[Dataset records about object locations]
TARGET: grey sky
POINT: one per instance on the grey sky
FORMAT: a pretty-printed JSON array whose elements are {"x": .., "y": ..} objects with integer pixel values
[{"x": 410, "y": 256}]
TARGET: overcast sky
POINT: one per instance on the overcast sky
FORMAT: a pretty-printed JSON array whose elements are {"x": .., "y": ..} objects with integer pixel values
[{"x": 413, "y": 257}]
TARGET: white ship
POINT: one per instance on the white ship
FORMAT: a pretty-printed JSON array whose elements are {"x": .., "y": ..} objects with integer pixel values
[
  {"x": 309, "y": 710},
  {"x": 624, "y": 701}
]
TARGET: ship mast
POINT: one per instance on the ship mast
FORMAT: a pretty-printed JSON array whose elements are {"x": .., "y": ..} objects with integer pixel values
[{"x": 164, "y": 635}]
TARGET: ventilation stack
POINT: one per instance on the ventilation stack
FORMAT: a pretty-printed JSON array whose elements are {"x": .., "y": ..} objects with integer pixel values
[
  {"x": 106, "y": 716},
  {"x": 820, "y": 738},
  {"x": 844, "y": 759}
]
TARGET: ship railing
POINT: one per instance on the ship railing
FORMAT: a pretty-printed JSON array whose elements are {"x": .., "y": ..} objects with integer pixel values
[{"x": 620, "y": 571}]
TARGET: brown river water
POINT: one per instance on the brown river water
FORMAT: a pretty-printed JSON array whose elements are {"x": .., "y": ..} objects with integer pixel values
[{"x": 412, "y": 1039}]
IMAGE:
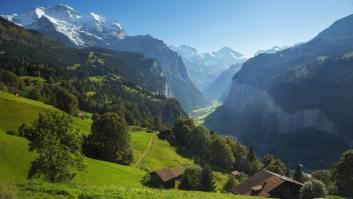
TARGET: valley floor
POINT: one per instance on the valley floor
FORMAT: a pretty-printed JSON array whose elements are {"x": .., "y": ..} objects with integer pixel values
[{"x": 199, "y": 115}]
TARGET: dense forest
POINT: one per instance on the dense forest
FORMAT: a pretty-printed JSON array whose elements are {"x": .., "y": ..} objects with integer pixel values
[{"x": 89, "y": 79}]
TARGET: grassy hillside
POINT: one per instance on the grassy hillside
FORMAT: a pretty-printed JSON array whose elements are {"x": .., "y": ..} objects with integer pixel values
[
  {"x": 15, "y": 111},
  {"x": 107, "y": 180},
  {"x": 152, "y": 153}
]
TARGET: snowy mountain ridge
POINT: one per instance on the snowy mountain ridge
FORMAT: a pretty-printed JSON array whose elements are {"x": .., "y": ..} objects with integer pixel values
[{"x": 79, "y": 29}]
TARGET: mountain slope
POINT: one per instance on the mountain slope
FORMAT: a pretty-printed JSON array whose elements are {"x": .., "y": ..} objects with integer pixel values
[
  {"x": 101, "y": 179},
  {"x": 220, "y": 87},
  {"x": 295, "y": 100},
  {"x": 74, "y": 29},
  {"x": 102, "y": 80},
  {"x": 204, "y": 68}
]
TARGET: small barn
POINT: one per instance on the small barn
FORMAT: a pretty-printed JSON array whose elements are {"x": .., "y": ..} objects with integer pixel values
[
  {"x": 166, "y": 177},
  {"x": 235, "y": 173},
  {"x": 269, "y": 184}
]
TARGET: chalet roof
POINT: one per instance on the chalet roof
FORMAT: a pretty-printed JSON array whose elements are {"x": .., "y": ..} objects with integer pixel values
[
  {"x": 167, "y": 174},
  {"x": 262, "y": 183}
]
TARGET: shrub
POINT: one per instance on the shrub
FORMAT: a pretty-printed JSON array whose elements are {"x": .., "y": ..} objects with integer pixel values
[
  {"x": 191, "y": 179},
  {"x": 7, "y": 191},
  {"x": 313, "y": 189}
]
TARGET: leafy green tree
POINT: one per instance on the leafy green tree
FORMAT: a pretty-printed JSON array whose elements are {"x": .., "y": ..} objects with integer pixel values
[
  {"x": 313, "y": 189},
  {"x": 230, "y": 184},
  {"x": 199, "y": 142},
  {"x": 343, "y": 174},
  {"x": 240, "y": 154},
  {"x": 58, "y": 145},
  {"x": 222, "y": 155},
  {"x": 156, "y": 124},
  {"x": 251, "y": 157},
  {"x": 191, "y": 179},
  {"x": 207, "y": 181},
  {"x": 109, "y": 140},
  {"x": 326, "y": 177},
  {"x": 34, "y": 94},
  {"x": 298, "y": 175}
]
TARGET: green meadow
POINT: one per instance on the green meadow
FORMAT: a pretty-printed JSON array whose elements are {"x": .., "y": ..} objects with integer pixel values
[{"x": 101, "y": 179}]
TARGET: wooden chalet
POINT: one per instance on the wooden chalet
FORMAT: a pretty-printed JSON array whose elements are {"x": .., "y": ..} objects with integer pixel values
[
  {"x": 166, "y": 177},
  {"x": 235, "y": 173},
  {"x": 269, "y": 184}
]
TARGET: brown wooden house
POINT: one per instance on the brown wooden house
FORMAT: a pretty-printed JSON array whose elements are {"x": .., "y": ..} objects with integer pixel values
[
  {"x": 166, "y": 177},
  {"x": 235, "y": 173},
  {"x": 269, "y": 184}
]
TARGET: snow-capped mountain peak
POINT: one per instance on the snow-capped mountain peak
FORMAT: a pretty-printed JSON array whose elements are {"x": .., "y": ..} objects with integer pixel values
[
  {"x": 80, "y": 29},
  {"x": 39, "y": 12}
]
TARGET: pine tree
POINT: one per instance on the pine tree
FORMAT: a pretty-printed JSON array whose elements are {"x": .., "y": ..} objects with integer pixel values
[
  {"x": 207, "y": 179},
  {"x": 298, "y": 175}
]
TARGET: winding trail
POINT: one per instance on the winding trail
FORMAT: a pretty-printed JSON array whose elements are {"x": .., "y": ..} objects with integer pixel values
[{"x": 147, "y": 151}]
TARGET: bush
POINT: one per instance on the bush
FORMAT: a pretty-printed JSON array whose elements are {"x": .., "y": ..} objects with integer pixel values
[
  {"x": 313, "y": 189},
  {"x": 191, "y": 179},
  {"x": 12, "y": 132},
  {"x": 7, "y": 192}
]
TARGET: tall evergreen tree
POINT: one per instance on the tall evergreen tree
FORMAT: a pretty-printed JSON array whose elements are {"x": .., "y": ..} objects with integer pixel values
[
  {"x": 156, "y": 124},
  {"x": 343, "y": 174},
  {"x": 207, "y": 179},
  {"x": 298, "y": 175}
]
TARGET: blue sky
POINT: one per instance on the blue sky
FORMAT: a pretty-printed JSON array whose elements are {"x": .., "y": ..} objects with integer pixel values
[{"x": 244, "y": 25}]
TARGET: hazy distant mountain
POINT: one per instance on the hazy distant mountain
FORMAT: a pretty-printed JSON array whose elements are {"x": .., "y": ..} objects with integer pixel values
[
  {"x": 204, "y": 68},
  {"x": 271, "y": 50},
  {"x": 74, "y": 29},
  {"x": 296, "y": 103}
]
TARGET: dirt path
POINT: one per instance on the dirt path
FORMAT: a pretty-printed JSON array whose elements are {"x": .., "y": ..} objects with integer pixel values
[{"x": 148, "y": 149}]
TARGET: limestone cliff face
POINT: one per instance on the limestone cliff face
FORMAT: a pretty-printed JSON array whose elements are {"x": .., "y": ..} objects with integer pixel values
[
  {"x": 271, "y": 117},
  {"x": 295, "y": 101}
]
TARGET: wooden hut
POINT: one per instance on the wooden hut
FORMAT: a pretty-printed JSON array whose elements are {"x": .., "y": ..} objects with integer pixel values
[
  {"x": 166, "y": 177},
  {"x": 269, "y": 184}
]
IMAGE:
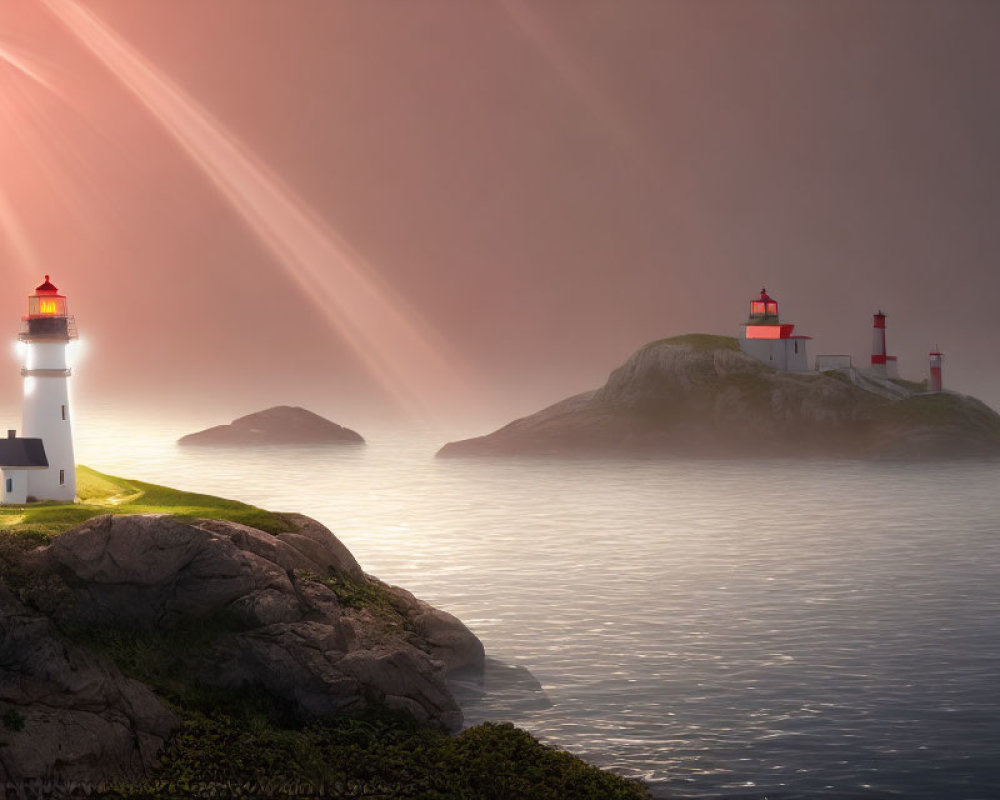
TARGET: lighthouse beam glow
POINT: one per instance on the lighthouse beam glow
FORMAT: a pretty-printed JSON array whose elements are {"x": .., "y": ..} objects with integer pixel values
[{"x": 398, "y": 349}]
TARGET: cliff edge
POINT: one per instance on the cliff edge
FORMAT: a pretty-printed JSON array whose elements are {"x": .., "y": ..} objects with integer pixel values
[
  {"x": 698, "y": 395},
  {"x": 220, "y": 607}
]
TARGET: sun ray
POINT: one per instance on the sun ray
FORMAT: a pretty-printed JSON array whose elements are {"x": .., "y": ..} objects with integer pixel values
[
  {"x": 406, "y": 357},
  {"x": 23, "y": 65}
]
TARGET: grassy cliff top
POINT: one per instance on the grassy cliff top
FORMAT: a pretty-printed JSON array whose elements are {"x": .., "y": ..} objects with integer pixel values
[
  {"x": 106, "y": 494},
  {"x": 700, "y": 341}
]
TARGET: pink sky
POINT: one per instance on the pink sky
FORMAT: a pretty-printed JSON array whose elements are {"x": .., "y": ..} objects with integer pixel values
[{"x": 483, "y": 207}]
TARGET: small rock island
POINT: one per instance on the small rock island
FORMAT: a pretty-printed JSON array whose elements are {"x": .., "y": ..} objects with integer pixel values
[
  {"x": 700, "y": 395},
  {"x": 288, "y": 425}
]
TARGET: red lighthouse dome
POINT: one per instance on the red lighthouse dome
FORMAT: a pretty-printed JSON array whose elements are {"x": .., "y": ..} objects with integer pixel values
[{"x": 48, "y": 315}]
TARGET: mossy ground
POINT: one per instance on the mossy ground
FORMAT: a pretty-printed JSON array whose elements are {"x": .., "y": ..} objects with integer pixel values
[
  {"x": 106, "y": 494},
  {"x": 244, "y": 743}
]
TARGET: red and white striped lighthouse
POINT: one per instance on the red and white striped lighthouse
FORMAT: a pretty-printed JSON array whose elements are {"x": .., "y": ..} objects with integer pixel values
[
  {"x": 883, "y": 365},
  {"x": 936, "y": 383},
  {"x": 878, "y": 343}
]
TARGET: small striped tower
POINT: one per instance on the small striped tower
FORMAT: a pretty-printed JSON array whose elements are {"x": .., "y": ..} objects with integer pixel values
[
  {"x": 46, "y": 331},
  {"x": 878, "y": 344},
  {"x": 936, "y": 383}
]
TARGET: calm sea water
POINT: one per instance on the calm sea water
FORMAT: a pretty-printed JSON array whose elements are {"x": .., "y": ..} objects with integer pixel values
[{"x": 779, "y": 630}]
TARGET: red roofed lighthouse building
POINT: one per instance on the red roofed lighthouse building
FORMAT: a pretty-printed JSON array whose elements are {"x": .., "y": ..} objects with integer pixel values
[
  {"x": 46, "y": 331},
  {"x": 769, "y": 340}
]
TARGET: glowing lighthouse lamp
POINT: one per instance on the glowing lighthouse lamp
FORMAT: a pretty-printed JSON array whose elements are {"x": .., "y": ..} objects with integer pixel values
[
  {"x": 767, "y": 339},
  {"x": 41, "y": 464}
]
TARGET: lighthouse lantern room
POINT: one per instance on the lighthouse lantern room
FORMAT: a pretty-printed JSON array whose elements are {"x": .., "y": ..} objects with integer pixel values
[
  {"x": 46, "y": 332},
  {"x": 769, "y": 340}
]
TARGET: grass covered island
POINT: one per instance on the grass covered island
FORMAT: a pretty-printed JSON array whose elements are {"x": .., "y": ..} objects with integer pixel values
[{"x": 238, "y": 741}]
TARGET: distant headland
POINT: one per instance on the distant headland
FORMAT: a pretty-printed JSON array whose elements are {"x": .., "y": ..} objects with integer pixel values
[
  {"x": 278, "y": 425},
  {"x": 703, "y": 395}
]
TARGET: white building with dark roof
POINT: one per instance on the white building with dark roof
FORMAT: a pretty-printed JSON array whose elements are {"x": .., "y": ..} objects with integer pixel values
[{"x": 18, "y": 458}]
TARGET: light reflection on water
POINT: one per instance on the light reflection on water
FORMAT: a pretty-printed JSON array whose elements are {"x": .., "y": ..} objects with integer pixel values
[{"x": 741, "y": 630}]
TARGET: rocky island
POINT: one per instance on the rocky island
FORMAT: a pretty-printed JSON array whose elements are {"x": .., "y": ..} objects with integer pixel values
[
  {"x": 698, "y": 395},
  {"x": 164, "y": 643},
  {"x": 288, "y": 425}
]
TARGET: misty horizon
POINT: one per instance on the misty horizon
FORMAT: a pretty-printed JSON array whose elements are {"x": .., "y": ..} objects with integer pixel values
[{"x": 537, "y": 192}]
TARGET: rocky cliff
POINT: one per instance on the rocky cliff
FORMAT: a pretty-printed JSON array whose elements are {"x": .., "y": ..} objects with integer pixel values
[
  {"x": 699, "y": 395},
  {"x": 214, "y": 605},
  {"x": 289, "y": 425}
]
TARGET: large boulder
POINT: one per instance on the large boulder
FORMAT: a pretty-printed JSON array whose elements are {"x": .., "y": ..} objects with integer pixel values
[
  {"x": 290, "y": 614},
  {"x": 280, "y": 425},
  {"x": 68, "y": 712},
  {"x": 699, "y": 395}
]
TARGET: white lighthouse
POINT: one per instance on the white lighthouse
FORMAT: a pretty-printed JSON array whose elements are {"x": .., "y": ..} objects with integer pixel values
[{"x": 46, "y": 331}]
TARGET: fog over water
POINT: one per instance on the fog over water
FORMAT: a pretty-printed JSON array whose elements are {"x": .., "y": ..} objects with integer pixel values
[{"x": 775, "y": 629}]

Given exercise:
Write out the lines above from the one containing "TARGET: white building with dark roof" through the last, exactly as they are.

Response to the task:
TARGET: white building with dark roof
POINT: one per instance on the white building with dark roof
FORMAT: a pretty-printed JSON array whose elements are {"x": .., "y": ..} objects with integer pixel values
[{"x": 18, "y": 458}]
TARGET: light reflection on water
POINT: one per instance on the light reflection on water
FORMAT: a pretty-printed JSON array whose elements are {"x": .., "y": ..} objects with integer pixel values
[{"x": 741, "y": 630}]
TARGET: rocky island
POINT: one per instance on the rocky island
FORMAT: a pretty-printed JSON array whose elements are {"x": .., "y": ..} objects with integer pixel values
[
  {"x": 698, "y": 395},
  {"x": 164, "y": 643},
  {"x": 288, "y": 425}
]
TARGET: misty horizon
POINT: one per instance on the misty horizon
FORMAT: a pretty-printed JSON array whose elements are {"x": .., "y": ..} objects with integer pixel values
[{"x": 537, "y": 192}]
TARGET: rocky cliff
POINT: one per instance on the rocky cliff
FORMAT: a pretty-printed JSON array whose elements are {"x": .., "y": ..} objects with integer pixel values
[
  {"x": 699, "y": 395},
  {"x": 214, "y": 605},
  {"x": 289, "y": 425}
]
TARGET: large boulder
POINT: one per instance on the large boulder
FORMAT: a pretty-printed JSON array whose elements are {"x": .., "y": ..} objects with integer pixel values
[
  {"x": 290, "y": 614},
  {"x": 280, "y": 425},
  {"x": 68, "y": 712},
  {"x": 699, "y": 395}
]
TARGET: white lighthouse
POINT: one per instance on the white lighthouse
FORMAT: a pretty-printed JSON array whose elements are {"x": .., "y": ..} objects with integer pixel values
[{"x": 46, "y": 331}]
TARGET: fog over water
POINT: one per instance on the fog over water
FORMAT: a pretty-printed JSON array whose elements are {"x": .., "y": ..} objects with integer pixel values
[{"x": 775, "y": 629}]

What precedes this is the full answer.